BEGIN DOCUMENT EXCERPT

Working and learning with education students as they grapple with what it means to be a teacher is tremendously rewarding. My experience as a Faculty Associate was just over two years ago and I now have opportunities to work alongside former students – colleague to colleague.
I recently visited a former student’s classroom and was in awe of her skill, instructional practice, and rapport with her students. We no longer spoke about the basics of managing the class, setting a purpose for a lesson or building trust and relationships with students, staff and parents. Instead, Ms. S and I tackled deep issues about teaching and learning in the year 2011:
- how to organize and record summative assessment information beyond a list of scores to be averaged
- how to further differentiate a math lesson
- why an authentic audience is important for a writing project
- how to meaningfully involve parents in the education process
- how to increase student ownership of learning
Enabling Constraints
Scaffolding vs. Teacher Control
Ms. S is working intentionally and thoughtfully towards increasing student ownership of learning. She has many structures in place to do so, such as providing students with choice in how they demonstrate understanding, setting their own timelines, and gauging their own readiness to move on. Yet, like so many teachers, Ms. S wonders whether she is over-managing the learning environment or simply scaffolding for success.
In our teacher education module, we explored the notion of “enabling constraints.” I discovered the term in the book, Engaging Minds. Enabling constraints are about opening possibilities by limiting choices.Very simply put, too much choice is overwhelming. Too little choice is restrictive, squelching learning and creativity. By giving choices in lesson activities and projects within a given structure we are providing enabling constraints.

END DOCUMENT EXCERPT
BEGIN DATA SUPPLIED

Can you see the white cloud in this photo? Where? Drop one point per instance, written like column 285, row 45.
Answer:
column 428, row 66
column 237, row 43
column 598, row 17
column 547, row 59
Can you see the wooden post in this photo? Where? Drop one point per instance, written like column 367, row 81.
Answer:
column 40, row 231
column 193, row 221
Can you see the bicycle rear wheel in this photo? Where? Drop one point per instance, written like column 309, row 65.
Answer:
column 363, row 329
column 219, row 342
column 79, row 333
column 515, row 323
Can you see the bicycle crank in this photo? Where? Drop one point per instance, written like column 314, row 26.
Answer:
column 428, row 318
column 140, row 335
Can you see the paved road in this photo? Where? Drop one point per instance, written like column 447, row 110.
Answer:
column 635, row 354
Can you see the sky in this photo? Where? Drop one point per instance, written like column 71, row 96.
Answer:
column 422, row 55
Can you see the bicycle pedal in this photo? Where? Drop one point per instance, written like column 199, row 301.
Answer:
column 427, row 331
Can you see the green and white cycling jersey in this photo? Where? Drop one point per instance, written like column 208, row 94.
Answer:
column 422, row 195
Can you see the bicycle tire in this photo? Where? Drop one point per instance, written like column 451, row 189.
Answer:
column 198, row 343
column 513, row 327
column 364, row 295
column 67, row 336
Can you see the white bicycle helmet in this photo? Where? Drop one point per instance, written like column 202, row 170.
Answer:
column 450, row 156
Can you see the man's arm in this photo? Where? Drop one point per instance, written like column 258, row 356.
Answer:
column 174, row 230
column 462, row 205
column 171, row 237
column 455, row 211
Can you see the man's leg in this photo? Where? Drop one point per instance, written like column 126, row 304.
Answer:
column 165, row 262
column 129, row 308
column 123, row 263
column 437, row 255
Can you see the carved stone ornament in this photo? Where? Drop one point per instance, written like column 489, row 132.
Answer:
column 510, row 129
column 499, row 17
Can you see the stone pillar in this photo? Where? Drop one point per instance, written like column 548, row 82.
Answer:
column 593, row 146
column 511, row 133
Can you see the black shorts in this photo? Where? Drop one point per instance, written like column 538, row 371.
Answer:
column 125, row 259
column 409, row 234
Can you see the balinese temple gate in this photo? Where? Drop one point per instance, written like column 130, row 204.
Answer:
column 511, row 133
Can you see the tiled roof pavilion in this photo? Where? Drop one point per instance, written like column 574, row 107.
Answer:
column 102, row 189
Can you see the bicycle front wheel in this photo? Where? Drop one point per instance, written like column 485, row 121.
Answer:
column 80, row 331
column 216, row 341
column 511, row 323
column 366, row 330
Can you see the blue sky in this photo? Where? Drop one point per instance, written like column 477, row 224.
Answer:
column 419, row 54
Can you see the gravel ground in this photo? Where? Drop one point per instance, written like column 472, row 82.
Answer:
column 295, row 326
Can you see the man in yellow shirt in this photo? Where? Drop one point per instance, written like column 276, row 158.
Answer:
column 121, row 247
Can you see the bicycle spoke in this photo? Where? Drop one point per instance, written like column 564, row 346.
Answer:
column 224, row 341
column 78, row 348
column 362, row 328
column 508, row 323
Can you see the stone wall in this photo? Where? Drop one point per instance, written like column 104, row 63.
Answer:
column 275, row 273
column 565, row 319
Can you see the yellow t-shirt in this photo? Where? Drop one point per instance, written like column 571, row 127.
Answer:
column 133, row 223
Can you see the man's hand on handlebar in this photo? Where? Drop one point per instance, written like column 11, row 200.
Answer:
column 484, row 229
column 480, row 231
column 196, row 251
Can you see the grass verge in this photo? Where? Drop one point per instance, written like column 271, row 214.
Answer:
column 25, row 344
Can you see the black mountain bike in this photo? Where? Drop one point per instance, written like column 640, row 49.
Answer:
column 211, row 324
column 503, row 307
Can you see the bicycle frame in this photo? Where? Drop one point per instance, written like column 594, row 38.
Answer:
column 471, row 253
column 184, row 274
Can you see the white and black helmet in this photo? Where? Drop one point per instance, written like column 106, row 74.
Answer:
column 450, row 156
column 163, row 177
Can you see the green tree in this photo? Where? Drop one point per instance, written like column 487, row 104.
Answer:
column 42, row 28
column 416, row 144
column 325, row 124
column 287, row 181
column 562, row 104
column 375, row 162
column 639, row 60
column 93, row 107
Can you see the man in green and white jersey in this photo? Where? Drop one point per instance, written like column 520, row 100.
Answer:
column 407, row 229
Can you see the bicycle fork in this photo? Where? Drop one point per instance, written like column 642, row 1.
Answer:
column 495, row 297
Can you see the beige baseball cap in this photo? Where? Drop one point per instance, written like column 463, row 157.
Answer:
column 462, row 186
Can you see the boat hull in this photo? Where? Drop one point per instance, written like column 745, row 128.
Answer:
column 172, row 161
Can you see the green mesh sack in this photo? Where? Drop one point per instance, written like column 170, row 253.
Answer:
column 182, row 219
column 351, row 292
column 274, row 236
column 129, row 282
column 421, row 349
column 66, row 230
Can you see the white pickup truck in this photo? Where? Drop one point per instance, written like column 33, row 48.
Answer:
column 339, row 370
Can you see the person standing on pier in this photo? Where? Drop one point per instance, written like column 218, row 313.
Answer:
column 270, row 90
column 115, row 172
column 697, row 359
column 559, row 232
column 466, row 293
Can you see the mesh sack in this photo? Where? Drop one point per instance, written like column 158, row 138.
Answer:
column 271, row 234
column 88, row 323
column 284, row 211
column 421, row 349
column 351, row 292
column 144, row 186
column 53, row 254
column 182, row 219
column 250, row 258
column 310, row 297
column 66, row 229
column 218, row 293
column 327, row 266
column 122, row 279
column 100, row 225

END DATA SUPPLIED
BEGIN DATA SUPPLIED

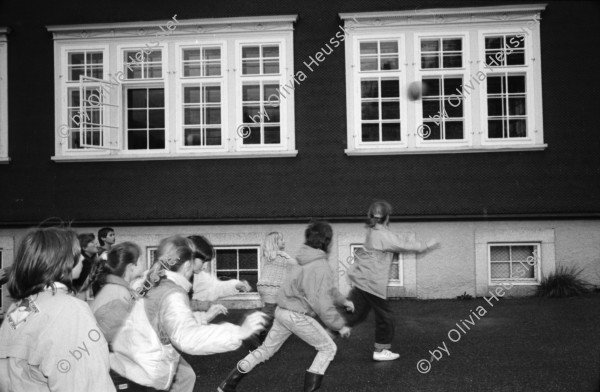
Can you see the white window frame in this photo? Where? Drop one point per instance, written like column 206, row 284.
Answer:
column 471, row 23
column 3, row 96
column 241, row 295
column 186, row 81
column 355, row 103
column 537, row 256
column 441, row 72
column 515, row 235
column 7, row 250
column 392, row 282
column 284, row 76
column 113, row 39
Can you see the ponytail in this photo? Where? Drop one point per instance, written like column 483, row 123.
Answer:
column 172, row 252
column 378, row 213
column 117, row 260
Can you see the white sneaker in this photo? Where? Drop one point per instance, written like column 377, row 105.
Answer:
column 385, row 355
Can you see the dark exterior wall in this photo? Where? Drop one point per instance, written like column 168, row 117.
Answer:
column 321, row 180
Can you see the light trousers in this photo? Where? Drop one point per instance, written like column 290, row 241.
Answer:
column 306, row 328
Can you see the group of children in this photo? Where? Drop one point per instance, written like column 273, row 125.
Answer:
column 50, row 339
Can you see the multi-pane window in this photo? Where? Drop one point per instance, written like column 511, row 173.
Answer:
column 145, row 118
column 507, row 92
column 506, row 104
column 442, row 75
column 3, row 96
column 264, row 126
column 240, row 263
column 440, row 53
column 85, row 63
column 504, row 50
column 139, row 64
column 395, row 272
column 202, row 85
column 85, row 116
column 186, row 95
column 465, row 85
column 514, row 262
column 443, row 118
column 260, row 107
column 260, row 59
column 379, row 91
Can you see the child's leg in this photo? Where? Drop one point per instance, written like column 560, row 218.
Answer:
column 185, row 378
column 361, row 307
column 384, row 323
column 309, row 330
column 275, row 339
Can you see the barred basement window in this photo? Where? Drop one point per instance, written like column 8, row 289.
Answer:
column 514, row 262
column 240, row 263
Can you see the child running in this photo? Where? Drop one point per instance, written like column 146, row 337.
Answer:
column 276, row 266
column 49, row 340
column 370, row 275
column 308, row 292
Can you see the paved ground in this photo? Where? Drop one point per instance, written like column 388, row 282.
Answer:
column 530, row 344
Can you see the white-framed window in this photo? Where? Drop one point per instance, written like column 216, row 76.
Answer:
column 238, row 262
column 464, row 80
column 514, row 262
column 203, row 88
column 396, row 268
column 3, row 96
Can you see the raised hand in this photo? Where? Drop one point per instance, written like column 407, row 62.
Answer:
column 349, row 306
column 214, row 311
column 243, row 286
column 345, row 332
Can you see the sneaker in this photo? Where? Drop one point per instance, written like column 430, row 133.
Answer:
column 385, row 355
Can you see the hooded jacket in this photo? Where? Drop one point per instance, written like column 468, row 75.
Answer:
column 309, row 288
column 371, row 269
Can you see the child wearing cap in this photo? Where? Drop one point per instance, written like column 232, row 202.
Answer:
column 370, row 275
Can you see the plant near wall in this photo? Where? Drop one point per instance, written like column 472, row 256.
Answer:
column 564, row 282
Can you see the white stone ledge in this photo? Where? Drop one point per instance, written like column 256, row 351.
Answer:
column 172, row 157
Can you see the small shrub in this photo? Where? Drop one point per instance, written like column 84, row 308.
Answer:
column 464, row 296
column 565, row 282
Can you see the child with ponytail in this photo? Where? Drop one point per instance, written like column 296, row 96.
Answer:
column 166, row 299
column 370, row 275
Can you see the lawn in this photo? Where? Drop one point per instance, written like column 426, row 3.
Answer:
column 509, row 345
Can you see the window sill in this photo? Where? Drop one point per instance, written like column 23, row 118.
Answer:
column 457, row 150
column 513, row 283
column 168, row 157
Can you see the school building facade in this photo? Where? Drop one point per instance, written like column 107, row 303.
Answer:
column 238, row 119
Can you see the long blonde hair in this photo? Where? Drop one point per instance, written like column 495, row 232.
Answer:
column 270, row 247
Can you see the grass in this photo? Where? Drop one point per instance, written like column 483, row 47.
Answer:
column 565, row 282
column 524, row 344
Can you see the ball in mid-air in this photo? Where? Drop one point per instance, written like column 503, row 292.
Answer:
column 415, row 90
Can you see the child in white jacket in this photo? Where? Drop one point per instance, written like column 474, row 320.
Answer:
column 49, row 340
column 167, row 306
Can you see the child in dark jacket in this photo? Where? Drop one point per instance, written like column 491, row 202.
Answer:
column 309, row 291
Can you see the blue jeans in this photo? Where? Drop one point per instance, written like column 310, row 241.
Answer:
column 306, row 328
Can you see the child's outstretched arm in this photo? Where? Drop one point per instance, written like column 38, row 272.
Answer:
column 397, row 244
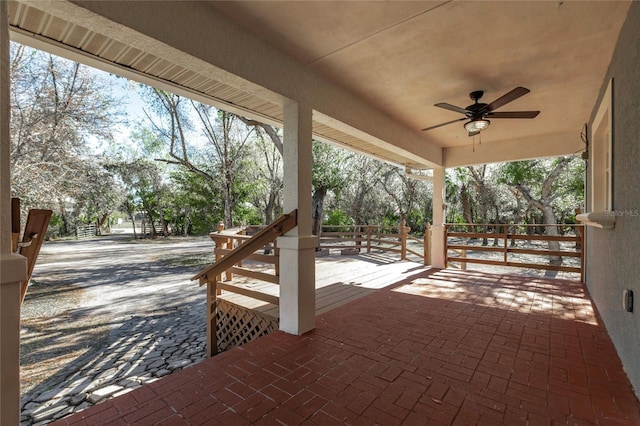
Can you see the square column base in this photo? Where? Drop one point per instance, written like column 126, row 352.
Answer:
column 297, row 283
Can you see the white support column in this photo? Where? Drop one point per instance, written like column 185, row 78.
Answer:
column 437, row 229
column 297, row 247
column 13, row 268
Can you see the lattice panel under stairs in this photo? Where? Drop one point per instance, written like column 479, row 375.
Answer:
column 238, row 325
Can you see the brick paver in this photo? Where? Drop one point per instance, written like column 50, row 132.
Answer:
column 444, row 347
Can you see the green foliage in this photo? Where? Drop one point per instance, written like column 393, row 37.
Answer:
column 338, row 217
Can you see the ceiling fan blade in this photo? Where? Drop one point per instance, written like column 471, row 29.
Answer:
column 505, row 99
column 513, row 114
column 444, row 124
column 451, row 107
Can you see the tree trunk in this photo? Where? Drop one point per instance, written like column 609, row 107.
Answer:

END DATA SUPPLIED

— GIVEN REQUEST —
Set down the whole teaching post word for word. Work only from the teaching post and leave the rows out of it.

— WRITTEN SOLUTION —
Working and learning with education students as they grapple with what it means to be a teacher is tremendously rewarding. My experience as a Faculty Associate was just over two years ago and I now have opportunities to work alongside former students – colleague to colleague.
I recently visited a former student’s classroom and was in awe of her skill, instructional practice, and rapport with her students. We no longer spoke about the basics of managing the class, setting a purpose for a lesson or building trust and relationships with students, staff and parents. Instead, Ms. S and I tackled deep issues about teaching and learning in the year 2011:
- how to organize and record summative assessment information beyond a list of scores to be averaged
- how to further differentiate a math lesson
- why an authentic audience is important for a writing project
- how to meaningfully involve parents in the education process
- how to increase student ownership of learning
Enabling Constraints
Scaffolding vs. Teacher Control
Ms. S is working intentionally and thoughtfully towards increasing student ownership of learning. She has many structures in place to do so, such as providing students with choice in how they demonstrate understanding, setting their own timelines, and gauging their own readiness to move on. Yet, like so many teachers, Ms. S wonders whether she is over-managing the learning environment or simply scaffolding for success.
In our teacher education module, we explored the notion of “enabling constraints.” I discovered the term in the book, Engaging Minds. Enabling constraints are about opening possibilities by limiting choices.Very simply put, too much choice is overwhelming. Too little choice is restrictive, squelching learning and creativity. By giving choices in lesson activities and projects within a given structure we are providing enabling constraints.